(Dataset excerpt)
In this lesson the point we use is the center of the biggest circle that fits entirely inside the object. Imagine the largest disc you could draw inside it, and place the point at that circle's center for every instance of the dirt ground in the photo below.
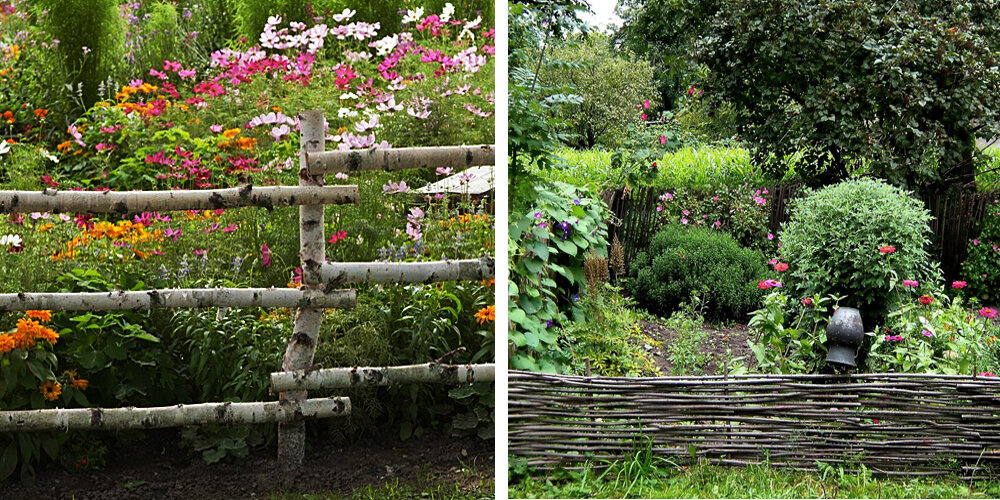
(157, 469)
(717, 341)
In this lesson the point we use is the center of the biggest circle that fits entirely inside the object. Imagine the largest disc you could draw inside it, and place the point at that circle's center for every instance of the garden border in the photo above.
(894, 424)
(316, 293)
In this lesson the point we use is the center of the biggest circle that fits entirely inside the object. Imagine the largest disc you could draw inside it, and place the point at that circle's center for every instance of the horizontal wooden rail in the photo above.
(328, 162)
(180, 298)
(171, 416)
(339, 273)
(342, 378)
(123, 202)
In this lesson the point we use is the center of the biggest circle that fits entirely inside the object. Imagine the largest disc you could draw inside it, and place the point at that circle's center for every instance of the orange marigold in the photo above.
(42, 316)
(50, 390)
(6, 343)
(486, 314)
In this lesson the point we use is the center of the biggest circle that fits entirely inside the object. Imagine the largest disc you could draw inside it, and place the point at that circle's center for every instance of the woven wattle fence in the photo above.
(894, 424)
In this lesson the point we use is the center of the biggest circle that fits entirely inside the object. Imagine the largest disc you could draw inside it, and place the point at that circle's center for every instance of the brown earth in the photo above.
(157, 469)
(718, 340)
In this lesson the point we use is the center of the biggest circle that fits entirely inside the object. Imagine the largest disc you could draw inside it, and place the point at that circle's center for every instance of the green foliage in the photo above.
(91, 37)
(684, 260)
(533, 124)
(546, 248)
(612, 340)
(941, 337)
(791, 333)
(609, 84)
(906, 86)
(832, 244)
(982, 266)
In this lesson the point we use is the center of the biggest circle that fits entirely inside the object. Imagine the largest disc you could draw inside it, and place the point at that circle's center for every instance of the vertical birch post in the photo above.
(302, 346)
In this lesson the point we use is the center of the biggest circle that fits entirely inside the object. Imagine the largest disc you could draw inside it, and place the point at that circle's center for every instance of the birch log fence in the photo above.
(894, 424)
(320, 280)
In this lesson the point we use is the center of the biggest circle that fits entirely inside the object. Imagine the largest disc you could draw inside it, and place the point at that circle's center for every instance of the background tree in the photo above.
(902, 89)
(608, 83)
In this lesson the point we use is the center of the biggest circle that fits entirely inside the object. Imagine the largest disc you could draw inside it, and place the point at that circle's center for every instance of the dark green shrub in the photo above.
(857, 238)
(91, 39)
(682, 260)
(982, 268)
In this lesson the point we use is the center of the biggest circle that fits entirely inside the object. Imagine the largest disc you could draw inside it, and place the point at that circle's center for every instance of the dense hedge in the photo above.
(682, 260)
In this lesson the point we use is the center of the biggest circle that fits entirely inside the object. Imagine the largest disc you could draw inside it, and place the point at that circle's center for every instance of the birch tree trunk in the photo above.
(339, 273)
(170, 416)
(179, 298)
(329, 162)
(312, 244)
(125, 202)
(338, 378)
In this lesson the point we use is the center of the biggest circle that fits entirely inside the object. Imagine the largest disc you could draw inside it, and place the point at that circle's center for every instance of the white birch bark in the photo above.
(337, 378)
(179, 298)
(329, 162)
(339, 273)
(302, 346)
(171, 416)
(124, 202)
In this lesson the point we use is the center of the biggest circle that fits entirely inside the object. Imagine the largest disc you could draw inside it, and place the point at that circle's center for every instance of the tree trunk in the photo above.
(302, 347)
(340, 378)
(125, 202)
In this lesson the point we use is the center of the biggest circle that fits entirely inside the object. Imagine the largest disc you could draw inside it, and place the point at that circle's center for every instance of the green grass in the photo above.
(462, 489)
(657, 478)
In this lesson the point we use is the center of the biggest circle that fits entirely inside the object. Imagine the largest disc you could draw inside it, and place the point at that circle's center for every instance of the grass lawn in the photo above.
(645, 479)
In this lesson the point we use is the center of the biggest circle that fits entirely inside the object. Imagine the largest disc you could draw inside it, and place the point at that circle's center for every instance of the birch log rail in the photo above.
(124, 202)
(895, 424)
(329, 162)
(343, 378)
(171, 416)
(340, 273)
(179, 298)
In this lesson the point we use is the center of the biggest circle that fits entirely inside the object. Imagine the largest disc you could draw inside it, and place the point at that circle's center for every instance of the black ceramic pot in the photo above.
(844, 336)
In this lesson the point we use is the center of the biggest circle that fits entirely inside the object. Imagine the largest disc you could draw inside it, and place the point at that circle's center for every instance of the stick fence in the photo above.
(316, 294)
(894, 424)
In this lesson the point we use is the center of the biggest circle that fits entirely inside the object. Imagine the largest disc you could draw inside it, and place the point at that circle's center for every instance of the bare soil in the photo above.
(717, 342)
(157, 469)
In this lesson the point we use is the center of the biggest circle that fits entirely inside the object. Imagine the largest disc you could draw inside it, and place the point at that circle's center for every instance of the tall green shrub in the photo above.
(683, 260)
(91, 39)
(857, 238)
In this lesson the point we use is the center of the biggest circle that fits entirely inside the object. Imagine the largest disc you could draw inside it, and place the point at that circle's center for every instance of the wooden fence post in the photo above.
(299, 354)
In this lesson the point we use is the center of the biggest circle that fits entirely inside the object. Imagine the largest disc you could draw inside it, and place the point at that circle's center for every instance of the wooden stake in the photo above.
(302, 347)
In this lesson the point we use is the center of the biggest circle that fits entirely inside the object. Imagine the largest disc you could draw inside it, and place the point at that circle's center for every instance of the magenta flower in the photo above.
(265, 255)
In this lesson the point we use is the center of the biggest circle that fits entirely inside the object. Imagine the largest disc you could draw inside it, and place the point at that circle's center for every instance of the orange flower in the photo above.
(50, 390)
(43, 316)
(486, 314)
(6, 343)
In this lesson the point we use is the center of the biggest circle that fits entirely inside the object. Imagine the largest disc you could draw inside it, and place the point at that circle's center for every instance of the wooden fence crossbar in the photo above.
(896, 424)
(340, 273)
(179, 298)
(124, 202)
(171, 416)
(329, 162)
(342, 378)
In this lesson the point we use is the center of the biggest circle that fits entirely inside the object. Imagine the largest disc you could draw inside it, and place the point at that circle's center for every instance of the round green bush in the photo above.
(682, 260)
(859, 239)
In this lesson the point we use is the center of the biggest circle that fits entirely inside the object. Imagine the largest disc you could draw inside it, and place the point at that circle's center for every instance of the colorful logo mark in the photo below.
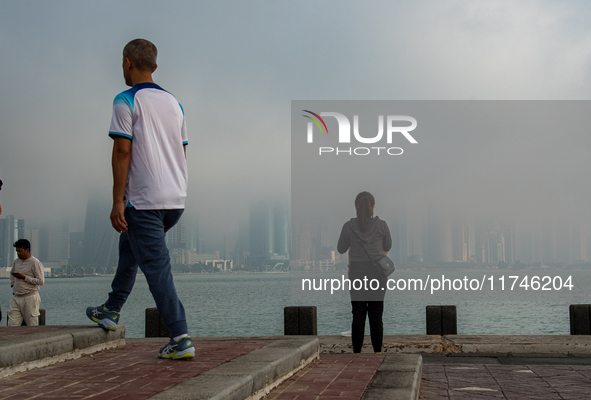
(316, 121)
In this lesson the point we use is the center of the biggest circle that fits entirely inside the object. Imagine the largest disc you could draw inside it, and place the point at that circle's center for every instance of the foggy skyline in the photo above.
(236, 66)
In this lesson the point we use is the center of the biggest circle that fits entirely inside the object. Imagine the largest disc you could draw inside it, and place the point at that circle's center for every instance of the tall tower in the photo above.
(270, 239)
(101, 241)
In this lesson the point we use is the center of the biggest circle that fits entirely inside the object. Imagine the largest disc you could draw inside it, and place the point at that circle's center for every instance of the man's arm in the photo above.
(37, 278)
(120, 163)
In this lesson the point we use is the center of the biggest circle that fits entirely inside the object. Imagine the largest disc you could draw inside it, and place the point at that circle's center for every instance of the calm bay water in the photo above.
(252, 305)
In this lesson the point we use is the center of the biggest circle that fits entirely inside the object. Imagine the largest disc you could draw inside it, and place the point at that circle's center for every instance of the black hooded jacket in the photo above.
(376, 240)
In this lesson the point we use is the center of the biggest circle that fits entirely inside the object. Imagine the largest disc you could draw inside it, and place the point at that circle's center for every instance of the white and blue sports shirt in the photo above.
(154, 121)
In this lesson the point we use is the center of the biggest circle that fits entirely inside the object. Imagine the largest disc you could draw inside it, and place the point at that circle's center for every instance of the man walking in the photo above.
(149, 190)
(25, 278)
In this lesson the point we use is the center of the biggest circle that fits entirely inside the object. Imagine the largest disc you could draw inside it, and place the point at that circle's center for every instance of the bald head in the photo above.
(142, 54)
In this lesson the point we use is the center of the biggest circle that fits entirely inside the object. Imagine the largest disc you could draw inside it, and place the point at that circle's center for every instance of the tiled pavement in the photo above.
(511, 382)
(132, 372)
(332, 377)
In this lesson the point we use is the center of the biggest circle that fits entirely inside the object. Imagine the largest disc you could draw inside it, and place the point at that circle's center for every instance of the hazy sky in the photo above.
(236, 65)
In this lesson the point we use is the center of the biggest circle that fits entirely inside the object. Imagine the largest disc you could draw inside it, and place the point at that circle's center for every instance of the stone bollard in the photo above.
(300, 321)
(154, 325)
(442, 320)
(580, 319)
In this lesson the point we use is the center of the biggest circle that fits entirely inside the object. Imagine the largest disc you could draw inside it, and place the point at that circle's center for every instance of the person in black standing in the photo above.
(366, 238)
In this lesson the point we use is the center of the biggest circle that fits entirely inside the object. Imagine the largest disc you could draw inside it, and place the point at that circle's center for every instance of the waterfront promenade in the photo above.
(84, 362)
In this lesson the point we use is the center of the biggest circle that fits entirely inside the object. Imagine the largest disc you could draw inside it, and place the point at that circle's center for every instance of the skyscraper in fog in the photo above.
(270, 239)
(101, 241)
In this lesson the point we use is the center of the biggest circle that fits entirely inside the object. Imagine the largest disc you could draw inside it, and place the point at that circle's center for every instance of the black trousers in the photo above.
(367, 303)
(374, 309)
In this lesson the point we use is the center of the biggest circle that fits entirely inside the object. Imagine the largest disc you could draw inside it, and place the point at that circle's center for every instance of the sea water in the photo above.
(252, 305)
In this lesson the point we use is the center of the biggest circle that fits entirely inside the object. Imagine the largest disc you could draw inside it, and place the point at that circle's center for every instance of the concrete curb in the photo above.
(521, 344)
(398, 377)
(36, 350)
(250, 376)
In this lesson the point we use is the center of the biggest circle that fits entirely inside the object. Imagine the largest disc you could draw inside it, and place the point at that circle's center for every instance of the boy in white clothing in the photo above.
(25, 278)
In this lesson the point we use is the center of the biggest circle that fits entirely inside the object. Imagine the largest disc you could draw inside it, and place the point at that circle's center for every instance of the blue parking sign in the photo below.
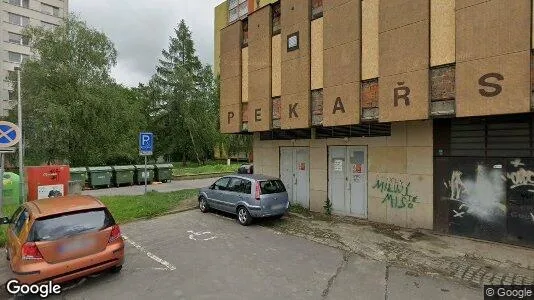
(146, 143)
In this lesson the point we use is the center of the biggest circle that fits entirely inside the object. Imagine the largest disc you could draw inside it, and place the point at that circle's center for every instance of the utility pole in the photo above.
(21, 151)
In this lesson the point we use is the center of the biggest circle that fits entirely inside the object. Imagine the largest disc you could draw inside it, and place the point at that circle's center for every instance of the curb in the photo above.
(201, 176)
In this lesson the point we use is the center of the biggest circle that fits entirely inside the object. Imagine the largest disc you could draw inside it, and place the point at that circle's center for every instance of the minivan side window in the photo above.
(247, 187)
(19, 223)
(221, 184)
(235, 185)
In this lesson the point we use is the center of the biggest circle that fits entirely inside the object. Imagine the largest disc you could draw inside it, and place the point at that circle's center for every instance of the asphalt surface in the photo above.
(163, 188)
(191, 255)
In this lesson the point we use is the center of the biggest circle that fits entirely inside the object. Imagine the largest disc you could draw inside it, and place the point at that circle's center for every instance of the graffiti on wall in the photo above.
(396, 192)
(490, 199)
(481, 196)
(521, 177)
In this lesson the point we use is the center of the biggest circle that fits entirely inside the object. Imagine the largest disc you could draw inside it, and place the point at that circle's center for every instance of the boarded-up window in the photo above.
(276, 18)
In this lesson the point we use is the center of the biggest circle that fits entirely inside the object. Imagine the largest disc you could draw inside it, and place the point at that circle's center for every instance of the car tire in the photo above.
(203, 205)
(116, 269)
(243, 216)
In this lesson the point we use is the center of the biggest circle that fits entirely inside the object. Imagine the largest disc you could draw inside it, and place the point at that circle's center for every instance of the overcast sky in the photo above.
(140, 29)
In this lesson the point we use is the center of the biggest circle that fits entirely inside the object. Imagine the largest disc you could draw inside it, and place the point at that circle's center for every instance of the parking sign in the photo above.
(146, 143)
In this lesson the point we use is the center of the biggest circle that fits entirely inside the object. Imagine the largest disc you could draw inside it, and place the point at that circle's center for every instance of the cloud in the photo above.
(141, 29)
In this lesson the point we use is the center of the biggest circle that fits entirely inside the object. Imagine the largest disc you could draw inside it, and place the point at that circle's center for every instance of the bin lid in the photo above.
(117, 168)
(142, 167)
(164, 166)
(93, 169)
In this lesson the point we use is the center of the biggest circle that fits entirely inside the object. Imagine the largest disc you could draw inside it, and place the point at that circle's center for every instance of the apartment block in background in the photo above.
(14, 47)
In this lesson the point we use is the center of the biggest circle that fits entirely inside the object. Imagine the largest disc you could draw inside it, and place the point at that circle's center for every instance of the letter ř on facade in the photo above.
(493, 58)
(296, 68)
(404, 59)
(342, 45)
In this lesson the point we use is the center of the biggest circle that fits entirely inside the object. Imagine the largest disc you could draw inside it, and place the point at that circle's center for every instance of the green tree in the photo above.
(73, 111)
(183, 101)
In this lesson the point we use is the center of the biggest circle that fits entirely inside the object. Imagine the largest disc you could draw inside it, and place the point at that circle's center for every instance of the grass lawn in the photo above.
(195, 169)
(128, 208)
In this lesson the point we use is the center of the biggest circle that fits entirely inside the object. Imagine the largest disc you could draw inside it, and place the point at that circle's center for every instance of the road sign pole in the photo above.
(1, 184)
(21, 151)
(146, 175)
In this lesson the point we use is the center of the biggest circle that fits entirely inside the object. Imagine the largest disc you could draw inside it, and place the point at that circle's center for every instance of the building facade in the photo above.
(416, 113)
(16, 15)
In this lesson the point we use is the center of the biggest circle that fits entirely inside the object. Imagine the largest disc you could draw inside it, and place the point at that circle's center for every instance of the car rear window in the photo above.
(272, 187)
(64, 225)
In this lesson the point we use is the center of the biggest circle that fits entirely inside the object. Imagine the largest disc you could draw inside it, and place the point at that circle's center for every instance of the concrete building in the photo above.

— WORK TO BE COMPLETED —
Write the lines out exactly, from the one with "rear window in the photo above." down to the last line of the listing, and leave out all others.

— EXPECTED ANSWER —
In this lesson the point we use is the center of the biggest circle that fits entirely inside the object. Imagine the largest disc you could draw inside it, and place the point at that circle's center for every instance of the car rear window in the photo above.
(272, 187)
(64, 225)
In this lesson the point we use is the center of the biggest circle that fits entirely inside the object. Imagine the largest disc you could draw inside it, and place the point at that circle's center for every instance of the concrete building in the photo above.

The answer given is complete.